WHAT YOU HAVE TO DO: Repeat the passage below about the death of a patient named Hazel word for word, from "He looked at" up to and including "this wise before.".

#### EXCERPTED PASSAGE ####

About a month later, she had regained her strength and was discharged home where she could be transported to her dialysis treatments several times a week. One of the days when she came back from dialysis, she was just not feeling well at all. But she was no stranger to aches and pains and ailments, so she just tried to endure it. That night her husband got up to check on her several times like he always did; but one of those times, she was not breathing. He could not wake her up. She had passed away in her sleep.
The next day I was in clinic working when I received the news. I was in between seeing patients, and one of the nurses said, "Dr. Irving, do you remember our patient, Hazel D.?" I perked up and said, "Of course I do. That's one of my favorite patients." And then she said, "Dr. Irving, she passed away last night."
I felt like the world stopped, like someone had just kicked me in the chest, like the breath was knocked out of me. I stood still. My feet felt heavy, like I was just stuck in one place. My eyes welled up with tears, and I struggled to hold it together in front of everyone. I kept asking the nurse if it was really true. I just could not wrap my mind around that.
Later that week, the time came for her wake and funeral. I wanted to go to the wake after work, and I was running around taking care of patients when I looked up and saw the time. I was about to miss it. I wrapped up what I was doing, made sure all my patients were settled, grabbed my things, and ran out of the door. When I got to the funeral home just about a minute or two down the road, the people inside were milling about and talking amongst themselves.
I walked straight up to the casket and stood there alone, looking at my patient, my friend, there asleep. And it was then that every tear that I held back all week came flooding out. It hurt so bad! I inhaled and started choking on my tears, and I could not seem to get it together. I was coughing and hacking and crying.
Then, I felt a big arm come and wrap around me. It was Dexter, her husband. He looked down at little ol' me, towering from over a foot above, and said, "It's ok, Dr. Irving." I looked at him through my tears and sniffles, and he handed me a tissue. He guided me back over to where he was standing with family and friends, and began to introduce me to everyone. What he said next is what made all the difference.
He looked at his family and said, "Y'all see this little lady right here? This is Dr. Irving, and she loooooved Hazel. And Hazel looooooved her some Dr. Irving. This lady drove all the way down to go see Hazel in the hospital and was there for her." All of the family began to emphatically shake my hand and thank me. In that moment, I felt so humbled. I mean, her family felt the connection that she and I had even though they had never met me before. And here I was feeling like I had just done what I do all the time. I had never had anyone to notice my efforts on this wise before.
That was the day that "from before the womb to beyond the tomb" became fully actualized in my life. That was the day that I experienced that the way I treat my patients and love my patients extends beyond death. It is what the family remembers about the way I treated their loved ones. It is about the way I continue to take care of their families after they are gone. And it is the way that I carry them in my heart and never forget! That is the way I practice medicine. This is what I was placed here to do- to heal, to care, to comfort. I thank God for the gift to do so, and the strength to see it through.
In loving memory of my friend, Hazel.
Posted with express permission from her husband, Dexter.

#### GIVEN ENTRIES ####

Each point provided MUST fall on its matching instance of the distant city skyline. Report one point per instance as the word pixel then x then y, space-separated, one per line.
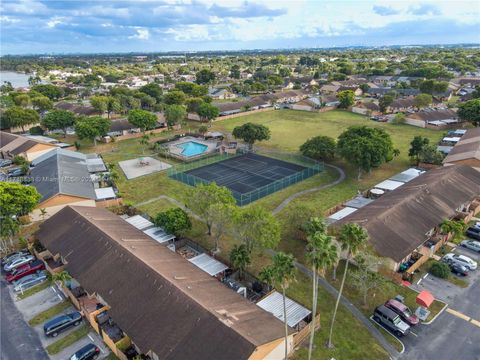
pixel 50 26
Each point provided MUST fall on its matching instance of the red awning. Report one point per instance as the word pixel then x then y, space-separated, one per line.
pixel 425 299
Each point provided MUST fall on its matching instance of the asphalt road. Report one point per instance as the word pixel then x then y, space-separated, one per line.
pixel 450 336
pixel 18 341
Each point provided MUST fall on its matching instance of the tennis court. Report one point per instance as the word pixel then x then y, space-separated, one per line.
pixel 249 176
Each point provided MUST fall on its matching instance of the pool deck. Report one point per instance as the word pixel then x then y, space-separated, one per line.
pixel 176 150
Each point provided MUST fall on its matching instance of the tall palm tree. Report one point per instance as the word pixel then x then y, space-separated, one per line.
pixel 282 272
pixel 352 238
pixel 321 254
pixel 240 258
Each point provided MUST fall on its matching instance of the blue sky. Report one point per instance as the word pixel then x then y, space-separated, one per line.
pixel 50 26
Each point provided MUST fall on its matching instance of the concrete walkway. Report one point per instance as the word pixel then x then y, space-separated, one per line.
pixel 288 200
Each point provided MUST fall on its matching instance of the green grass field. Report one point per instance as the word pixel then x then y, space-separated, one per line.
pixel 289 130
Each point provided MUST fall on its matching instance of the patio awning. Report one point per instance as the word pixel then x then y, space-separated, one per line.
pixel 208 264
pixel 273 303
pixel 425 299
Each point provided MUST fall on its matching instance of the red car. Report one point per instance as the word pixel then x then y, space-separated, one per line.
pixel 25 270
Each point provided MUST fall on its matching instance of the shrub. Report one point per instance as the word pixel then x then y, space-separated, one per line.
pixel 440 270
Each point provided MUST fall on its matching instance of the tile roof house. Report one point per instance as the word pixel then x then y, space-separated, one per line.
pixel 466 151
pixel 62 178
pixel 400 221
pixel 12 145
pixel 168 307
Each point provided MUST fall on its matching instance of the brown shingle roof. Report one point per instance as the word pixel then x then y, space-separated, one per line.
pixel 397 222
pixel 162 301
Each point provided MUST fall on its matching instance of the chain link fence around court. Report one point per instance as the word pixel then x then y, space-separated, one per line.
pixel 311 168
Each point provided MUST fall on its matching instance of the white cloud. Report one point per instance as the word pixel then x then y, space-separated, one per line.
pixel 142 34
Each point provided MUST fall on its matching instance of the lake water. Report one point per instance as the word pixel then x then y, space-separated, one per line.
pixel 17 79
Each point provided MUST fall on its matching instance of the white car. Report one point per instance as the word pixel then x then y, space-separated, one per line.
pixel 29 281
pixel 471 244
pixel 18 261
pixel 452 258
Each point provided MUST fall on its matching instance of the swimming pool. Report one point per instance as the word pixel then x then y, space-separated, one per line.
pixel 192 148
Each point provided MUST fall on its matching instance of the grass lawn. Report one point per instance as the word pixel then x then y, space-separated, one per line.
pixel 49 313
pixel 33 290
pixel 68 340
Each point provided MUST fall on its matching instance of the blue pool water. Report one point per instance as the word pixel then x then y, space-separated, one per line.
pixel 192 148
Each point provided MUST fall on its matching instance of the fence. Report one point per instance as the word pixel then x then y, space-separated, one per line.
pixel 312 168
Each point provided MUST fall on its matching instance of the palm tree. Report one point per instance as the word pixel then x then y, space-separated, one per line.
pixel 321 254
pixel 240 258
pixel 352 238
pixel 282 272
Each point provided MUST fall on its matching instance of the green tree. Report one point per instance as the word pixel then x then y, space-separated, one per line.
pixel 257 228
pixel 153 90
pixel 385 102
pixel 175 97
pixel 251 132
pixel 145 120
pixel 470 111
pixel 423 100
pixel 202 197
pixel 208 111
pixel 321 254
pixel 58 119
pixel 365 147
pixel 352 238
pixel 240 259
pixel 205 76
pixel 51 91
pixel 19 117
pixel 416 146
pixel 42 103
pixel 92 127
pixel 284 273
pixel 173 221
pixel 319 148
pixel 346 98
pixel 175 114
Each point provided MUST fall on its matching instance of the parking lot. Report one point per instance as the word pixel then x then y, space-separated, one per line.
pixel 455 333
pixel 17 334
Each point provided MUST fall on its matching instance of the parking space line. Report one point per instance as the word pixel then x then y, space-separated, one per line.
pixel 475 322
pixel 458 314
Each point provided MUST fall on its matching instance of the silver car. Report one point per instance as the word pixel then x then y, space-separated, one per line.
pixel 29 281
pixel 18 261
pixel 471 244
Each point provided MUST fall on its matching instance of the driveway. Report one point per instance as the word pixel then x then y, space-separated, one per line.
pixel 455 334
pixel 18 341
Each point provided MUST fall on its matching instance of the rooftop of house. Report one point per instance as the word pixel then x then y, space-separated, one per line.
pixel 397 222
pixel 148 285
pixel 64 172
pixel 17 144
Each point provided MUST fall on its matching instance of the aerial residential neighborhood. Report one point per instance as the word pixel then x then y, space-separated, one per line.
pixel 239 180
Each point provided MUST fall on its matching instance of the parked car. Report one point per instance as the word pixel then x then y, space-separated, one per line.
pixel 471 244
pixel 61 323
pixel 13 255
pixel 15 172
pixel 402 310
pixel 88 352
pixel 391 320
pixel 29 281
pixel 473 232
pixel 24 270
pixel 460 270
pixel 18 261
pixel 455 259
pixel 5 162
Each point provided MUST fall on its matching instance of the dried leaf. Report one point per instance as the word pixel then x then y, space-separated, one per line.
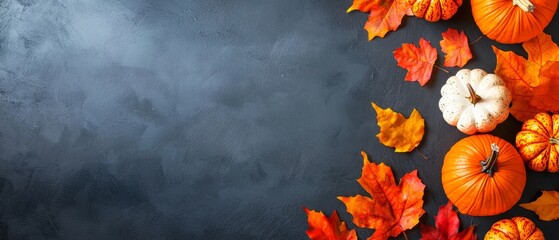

####

REPLY TO THE EXERCISE:
He looked at his family and said, "Y'all see this little lady right here? This is Dr. Irving, and she loooooved Hazel. And Hazel looooooved her some Dr. Irving. This lady drove all the way down to go see Hazel in the hospital and was there for her." All of the family began to emphatically shake my hand and thank me. In that moment, I felt so humbled. I mean, her family felt the connection that she and I had even though they had never met me before. And here I was feeling like I had just done what I do all the time. I had never had anyone to notice my efforts on this wise before.